*Work required*: Please return each line in the records below that contains the string "tree". Case counts when matching.

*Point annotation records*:
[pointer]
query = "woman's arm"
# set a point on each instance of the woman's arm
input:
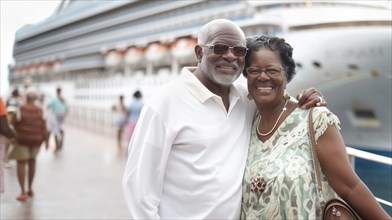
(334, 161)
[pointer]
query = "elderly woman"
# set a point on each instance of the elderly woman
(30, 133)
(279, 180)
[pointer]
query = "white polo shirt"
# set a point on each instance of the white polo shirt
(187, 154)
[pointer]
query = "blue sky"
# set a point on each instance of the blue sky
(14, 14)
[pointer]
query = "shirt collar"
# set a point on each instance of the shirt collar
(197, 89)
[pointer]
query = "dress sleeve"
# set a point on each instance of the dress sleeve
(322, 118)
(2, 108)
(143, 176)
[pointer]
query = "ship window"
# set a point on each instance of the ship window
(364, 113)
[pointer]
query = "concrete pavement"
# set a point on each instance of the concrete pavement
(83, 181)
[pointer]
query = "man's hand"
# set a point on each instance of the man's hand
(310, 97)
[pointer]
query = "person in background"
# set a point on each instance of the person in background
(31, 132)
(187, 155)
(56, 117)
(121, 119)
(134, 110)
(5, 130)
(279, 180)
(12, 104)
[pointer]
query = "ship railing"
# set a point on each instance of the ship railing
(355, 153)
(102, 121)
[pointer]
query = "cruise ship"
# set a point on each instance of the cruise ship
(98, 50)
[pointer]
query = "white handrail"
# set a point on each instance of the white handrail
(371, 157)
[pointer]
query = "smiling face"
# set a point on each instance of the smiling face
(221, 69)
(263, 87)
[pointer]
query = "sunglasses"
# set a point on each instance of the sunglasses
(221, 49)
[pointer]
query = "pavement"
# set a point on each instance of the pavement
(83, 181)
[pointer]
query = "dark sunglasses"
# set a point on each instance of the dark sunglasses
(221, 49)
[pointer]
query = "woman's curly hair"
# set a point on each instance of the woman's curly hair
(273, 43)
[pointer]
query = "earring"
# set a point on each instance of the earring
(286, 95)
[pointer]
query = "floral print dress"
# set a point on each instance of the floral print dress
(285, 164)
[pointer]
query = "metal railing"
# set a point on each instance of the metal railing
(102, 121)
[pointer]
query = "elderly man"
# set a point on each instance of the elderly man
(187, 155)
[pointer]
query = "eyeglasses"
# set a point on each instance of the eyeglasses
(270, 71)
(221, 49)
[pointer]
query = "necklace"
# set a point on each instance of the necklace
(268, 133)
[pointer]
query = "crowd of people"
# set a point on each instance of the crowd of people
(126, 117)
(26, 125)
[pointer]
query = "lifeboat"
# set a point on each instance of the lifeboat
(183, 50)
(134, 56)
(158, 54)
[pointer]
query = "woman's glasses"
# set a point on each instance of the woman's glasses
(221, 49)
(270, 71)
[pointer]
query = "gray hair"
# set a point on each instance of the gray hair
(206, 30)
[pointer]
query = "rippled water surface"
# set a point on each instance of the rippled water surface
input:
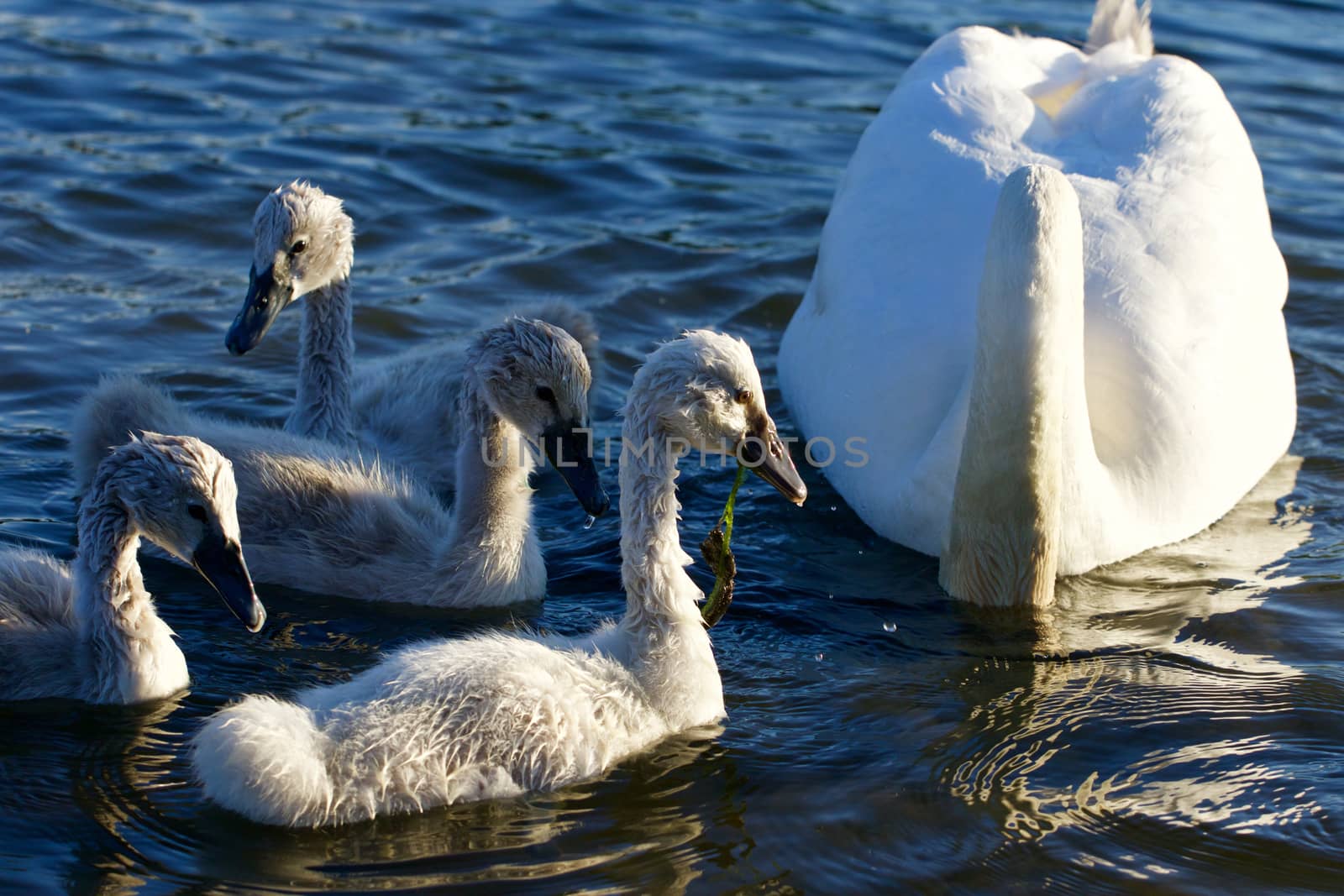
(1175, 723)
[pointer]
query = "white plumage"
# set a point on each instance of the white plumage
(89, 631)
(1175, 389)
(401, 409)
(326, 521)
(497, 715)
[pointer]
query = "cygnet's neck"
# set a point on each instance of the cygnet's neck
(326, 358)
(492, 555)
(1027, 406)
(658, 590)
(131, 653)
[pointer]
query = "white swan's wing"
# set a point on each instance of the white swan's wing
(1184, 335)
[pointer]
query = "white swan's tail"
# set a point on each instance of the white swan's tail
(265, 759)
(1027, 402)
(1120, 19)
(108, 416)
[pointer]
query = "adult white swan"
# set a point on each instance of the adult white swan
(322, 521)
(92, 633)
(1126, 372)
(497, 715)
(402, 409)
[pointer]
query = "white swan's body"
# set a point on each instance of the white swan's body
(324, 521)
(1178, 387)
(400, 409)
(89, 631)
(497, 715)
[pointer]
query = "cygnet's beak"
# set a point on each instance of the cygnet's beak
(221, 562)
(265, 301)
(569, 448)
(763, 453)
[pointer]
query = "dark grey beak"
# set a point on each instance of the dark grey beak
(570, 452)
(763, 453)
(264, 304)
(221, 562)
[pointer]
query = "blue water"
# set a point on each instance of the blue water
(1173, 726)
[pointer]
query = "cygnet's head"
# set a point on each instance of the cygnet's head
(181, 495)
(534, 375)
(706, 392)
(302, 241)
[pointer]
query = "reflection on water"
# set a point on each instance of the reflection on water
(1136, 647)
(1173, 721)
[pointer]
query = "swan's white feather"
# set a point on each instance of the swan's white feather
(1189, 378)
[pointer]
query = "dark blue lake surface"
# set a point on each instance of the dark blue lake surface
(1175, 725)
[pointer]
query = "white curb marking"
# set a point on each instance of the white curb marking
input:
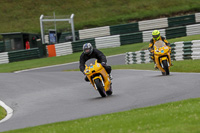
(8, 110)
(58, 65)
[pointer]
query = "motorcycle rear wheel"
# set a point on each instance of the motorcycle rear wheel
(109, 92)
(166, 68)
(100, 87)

---

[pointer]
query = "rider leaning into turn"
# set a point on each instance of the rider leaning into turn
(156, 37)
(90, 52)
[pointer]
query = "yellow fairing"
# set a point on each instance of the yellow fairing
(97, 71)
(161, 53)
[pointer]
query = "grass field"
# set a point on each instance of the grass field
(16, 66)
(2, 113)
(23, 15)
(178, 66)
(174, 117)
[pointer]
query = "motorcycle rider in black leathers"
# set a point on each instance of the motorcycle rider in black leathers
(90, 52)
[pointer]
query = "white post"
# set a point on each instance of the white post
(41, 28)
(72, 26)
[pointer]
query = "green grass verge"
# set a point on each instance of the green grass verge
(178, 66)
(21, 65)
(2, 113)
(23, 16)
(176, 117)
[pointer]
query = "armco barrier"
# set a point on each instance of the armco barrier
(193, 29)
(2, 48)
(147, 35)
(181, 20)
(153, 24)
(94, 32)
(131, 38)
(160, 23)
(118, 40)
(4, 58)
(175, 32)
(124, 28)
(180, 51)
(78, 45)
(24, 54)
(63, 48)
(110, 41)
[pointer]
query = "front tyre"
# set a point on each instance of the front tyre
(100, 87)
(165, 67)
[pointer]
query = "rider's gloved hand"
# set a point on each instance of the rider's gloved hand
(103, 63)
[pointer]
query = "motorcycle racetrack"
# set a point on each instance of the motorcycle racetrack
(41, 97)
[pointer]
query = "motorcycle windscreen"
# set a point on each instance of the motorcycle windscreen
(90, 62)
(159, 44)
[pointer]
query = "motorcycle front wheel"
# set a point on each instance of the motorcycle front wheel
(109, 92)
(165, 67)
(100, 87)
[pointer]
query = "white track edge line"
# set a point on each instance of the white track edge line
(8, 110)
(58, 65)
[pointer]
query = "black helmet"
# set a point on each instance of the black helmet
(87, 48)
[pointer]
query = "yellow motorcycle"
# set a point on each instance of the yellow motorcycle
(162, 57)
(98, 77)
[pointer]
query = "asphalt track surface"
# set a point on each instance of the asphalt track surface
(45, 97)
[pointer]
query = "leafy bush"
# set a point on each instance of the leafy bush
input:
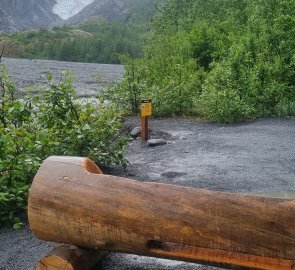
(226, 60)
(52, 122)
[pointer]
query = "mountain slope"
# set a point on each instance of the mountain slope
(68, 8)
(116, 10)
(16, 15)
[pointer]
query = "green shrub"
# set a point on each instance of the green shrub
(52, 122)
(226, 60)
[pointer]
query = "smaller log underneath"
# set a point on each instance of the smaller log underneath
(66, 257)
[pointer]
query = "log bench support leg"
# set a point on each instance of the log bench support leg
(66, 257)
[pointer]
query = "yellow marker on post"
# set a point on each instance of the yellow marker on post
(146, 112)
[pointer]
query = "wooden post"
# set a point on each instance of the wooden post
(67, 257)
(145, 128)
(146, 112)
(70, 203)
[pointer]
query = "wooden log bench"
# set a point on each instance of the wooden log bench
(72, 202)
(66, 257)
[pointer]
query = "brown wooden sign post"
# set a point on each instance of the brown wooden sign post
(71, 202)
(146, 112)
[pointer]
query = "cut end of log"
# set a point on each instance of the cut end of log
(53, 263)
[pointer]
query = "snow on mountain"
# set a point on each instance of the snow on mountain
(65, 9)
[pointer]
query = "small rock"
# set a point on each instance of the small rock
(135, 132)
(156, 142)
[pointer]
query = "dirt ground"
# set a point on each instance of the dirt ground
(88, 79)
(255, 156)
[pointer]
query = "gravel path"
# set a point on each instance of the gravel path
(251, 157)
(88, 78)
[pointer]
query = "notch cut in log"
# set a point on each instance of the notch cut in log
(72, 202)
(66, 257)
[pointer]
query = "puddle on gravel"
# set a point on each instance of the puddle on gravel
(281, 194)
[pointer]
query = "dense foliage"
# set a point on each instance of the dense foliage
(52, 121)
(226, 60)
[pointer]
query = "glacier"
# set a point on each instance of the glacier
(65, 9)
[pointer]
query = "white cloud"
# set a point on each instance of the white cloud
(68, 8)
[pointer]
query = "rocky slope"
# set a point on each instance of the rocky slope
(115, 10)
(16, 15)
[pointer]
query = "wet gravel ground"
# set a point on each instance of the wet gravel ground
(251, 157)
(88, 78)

* * *

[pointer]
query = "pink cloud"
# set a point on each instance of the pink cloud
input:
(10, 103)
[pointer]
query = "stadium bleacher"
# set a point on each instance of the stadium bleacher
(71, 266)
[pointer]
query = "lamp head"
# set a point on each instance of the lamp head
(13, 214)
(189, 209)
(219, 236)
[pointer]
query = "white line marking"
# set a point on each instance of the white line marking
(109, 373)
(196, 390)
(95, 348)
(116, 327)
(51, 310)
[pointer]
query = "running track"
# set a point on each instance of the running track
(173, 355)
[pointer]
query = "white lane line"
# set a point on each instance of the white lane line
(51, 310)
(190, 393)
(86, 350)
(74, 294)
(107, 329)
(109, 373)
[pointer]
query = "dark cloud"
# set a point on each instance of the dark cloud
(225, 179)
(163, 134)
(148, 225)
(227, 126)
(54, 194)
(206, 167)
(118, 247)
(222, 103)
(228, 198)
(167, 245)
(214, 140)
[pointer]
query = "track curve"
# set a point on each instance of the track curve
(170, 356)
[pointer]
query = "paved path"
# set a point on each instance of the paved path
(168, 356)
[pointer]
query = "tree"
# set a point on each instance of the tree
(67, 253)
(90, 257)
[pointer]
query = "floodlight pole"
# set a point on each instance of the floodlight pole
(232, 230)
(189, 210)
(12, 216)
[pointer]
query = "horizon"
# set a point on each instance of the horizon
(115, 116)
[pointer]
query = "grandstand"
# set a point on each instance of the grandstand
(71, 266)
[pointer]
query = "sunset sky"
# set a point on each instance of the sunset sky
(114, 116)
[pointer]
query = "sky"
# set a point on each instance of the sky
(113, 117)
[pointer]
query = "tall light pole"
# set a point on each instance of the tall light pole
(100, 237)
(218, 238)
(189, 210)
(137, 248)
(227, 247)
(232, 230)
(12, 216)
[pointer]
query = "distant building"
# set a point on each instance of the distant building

*Response*:
query = "tree"
# set a point on each instance of the tree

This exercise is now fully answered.